Activity:
Pictures stay out of this copy; please retype only the lines from the start of the records through the line with "front wheel, once".

(Records from a collection)
>>>>>
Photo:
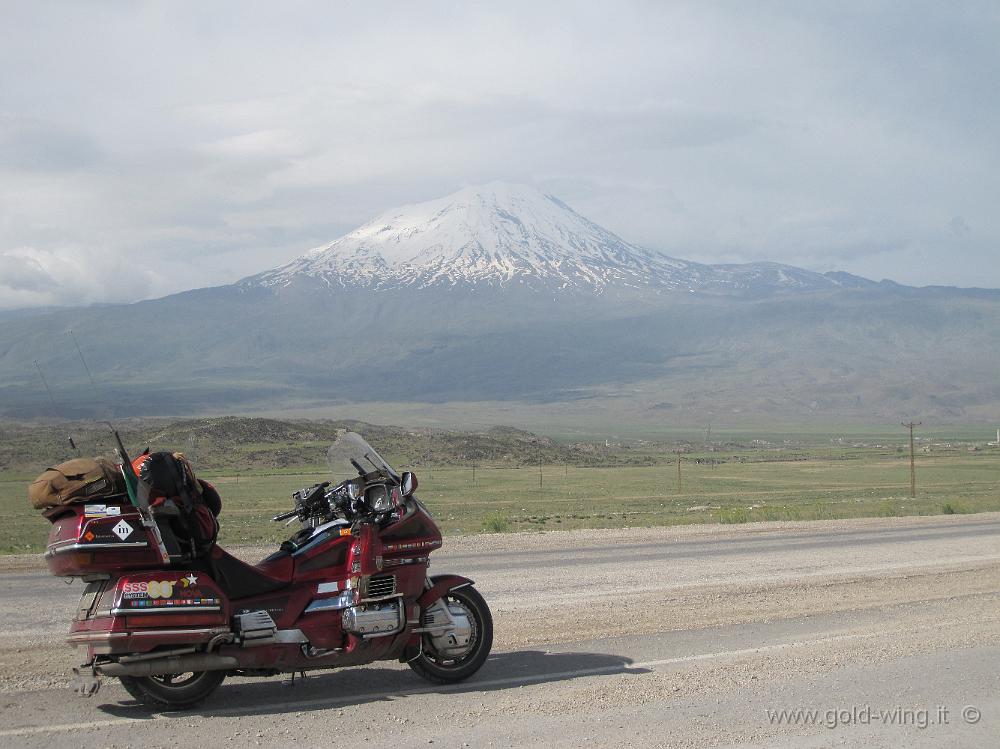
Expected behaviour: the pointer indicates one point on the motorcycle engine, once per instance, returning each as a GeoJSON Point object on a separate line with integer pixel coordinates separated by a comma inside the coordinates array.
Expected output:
{"type": "Point", "coordinates": [374, 618]}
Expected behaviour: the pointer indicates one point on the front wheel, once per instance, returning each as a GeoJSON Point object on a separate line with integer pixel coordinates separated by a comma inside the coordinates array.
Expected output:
{"type": "Point", "coordinates": [173, 690]}
{"type": "Point", "coordinates": [441, 659]}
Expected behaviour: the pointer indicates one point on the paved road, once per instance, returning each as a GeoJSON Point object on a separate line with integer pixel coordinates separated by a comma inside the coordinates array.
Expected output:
{"type": "Point", "coordinates": [887, 630]}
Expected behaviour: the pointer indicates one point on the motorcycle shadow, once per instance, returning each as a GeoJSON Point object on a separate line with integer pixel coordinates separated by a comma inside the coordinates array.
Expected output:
{"type": "Point", "coordinates": [322, 690]}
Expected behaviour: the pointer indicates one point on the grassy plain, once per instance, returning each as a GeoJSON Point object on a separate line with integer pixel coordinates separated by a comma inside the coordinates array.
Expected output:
{"type": "Point", "coordinates": [732, 483]}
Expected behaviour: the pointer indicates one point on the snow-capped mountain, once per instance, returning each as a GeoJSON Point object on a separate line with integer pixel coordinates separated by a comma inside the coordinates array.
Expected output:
{"type": "Point", "coordinates": [505, 235]}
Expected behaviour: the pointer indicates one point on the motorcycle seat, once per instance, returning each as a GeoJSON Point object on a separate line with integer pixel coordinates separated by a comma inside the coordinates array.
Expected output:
{"type": "Point", "coordinates": [241, 580]}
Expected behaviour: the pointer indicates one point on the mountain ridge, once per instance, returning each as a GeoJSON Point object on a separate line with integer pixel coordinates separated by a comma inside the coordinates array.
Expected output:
{"type": "Point", "coordinates": [539, 312]}
{"type": "Point", "coordinates": [502, 234]}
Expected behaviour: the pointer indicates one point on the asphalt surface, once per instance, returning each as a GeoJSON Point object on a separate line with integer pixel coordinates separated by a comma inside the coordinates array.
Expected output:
{"type": "Point", "coordinates": [878, 632]}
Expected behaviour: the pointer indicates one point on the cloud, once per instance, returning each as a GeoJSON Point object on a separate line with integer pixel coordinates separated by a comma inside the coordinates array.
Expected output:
{"type": "Point", "coordinates": [181, 146]}
{"type": "Point", "coordinates": [30, 277]}
{"type": "Point", "coordinates": [33, 144]}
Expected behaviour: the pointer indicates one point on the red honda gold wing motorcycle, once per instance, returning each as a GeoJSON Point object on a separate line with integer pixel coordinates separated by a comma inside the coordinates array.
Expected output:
{"type": "Point", "coordinates": [349, 588]}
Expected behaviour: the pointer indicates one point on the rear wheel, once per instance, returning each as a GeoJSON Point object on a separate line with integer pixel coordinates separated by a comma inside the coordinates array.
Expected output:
{"type": "Point", "coordinates": [443, 664]}
{"type": "Point", "coordinates": [173, 690]}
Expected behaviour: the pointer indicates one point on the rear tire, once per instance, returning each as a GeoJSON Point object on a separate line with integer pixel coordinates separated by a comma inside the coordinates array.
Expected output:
{"type": "Point", "coordinates": [444, 669]}
{"type": "Point", "coordinates": [174, 691]}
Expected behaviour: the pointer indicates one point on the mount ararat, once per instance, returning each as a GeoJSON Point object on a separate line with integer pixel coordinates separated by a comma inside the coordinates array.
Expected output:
{"type": "Point", "coordinates": [502, 294]}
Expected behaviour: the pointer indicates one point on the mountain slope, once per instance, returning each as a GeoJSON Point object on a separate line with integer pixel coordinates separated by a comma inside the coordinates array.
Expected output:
{"type": "Point", "coordinates": [507, 235]}
{"type": "Point", "coordinates": [501, 294]}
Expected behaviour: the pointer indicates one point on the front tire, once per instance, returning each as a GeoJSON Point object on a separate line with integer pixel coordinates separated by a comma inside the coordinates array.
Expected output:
{"type": "Point", "coordinates": [441, 668]}
{"type": "Point", "coordinates": [173, 691]}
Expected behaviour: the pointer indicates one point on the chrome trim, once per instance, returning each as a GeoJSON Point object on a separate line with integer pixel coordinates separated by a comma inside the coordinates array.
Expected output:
{"type": "Point", "coordinates": [88, 636]}
{"type": "Point", "coordinates": [160, 632]}
{"type": "Point", "coordinates": [74, 546]}
{"type": "Point", "coordinates": [343, 601]}
{"type": "Point", "coordinates": [165, 610]}
{"type": "Point", "coordinates": [290, 636]}
{"type": "Point", "coordinates": [155, 655]}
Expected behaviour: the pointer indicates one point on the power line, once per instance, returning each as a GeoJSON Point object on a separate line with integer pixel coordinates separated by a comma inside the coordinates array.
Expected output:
{"type": "Point", "coordinates": [913, 467]}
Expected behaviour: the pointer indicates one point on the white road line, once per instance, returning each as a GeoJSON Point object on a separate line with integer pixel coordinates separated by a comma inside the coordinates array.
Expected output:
{"type": "Point", "coordinates": [470, 687]}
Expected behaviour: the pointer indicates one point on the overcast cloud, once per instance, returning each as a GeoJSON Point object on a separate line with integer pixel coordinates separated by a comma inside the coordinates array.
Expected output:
{"type": "Point", "coordinates": [147, 148]}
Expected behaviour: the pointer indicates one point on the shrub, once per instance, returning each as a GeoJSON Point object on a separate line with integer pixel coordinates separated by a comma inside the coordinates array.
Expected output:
{"type": "Point", "coordinates": [496, 522]}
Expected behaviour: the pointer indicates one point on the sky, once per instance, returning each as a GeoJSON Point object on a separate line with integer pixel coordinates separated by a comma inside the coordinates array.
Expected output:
{"type": "Point", "coordinates": [147, 148]}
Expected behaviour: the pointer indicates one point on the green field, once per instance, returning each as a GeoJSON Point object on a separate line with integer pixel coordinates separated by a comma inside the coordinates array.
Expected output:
{"type": "Point", "coordinates": [733, 485]}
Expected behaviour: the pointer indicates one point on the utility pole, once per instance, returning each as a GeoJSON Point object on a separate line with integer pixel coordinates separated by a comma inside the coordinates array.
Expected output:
{"type": "Point", "coordinates": [913, 469]}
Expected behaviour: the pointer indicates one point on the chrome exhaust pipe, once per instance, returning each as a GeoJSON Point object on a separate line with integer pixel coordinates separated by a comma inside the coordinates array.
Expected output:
{"type": "Point", "coordinates": [177, 664]}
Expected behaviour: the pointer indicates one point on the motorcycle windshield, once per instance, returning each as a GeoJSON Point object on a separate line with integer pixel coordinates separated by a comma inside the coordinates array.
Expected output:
{"type": "Point", "coordinates": [350, 455]}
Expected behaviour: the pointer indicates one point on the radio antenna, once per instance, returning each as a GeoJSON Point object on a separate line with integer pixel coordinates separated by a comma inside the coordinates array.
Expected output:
{"type": "Point", "coordinates": [84, 362]}
{"type": "Point", "coordinates": [52, 400]}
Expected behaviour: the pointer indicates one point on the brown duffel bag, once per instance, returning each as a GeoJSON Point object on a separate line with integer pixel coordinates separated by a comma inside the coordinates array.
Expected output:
{"type": "Point", "coordinates": [75, 481]}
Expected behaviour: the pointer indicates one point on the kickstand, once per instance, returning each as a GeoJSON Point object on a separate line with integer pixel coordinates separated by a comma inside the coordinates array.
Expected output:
{"type": "Point", "coordinates": [87, 682]}
{"type": "Point", "coordinates": [302, 677]}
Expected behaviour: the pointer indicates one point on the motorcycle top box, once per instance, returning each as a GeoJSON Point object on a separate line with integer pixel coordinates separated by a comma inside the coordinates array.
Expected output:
{"type": "Point", "coordinates": [90, 538]}
{"type": "Point", "coordinates": [350, 587]}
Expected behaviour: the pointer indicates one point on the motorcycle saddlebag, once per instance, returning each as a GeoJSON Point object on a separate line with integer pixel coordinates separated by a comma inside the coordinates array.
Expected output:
{"type": "Point", "coordinates": [74, 481]}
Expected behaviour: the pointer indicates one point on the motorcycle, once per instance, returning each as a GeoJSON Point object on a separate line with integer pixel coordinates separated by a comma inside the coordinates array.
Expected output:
{"type": "Point", "coordinates": [349, 588]}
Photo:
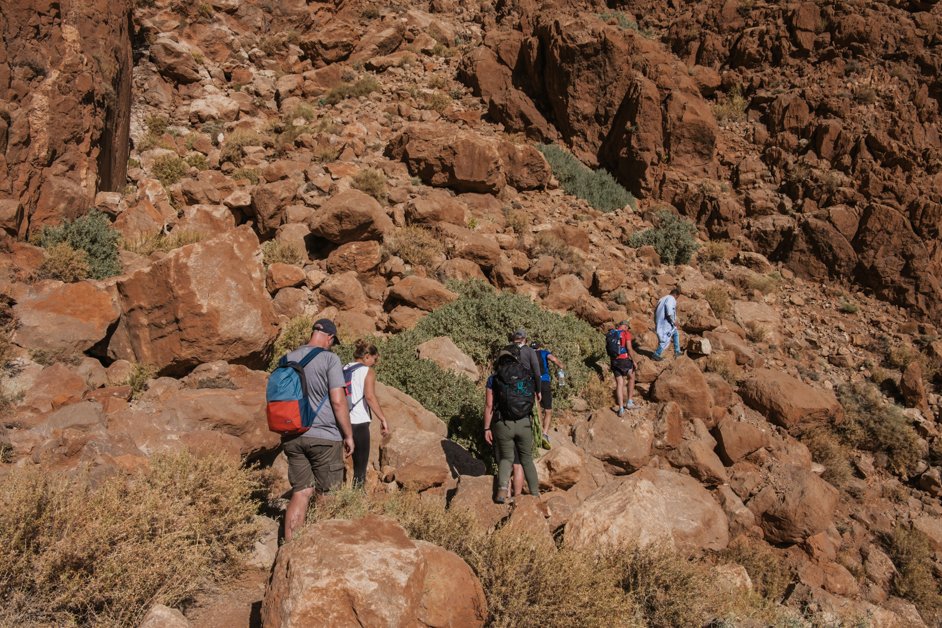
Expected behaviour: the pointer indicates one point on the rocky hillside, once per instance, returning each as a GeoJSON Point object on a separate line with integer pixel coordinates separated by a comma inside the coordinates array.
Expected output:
<<<<<
Written response:
Photo:
Expected behaviour: the pointer indicates one point on the motorcycle engine, once per instance, returning each as a GeoJSON Point object on a separate line with integer pixel coordinates separated by a comma inside the coordinates array.
Expected output:
{"type": "Point", "coordinates": [374, 618]}
Expected behaviour: the pointer indicates one point on the front wheel, once per instance, returning each as a GeoJSON Point object on a separate line with integer pixel coordinates separated by a comma inside the coordinates array.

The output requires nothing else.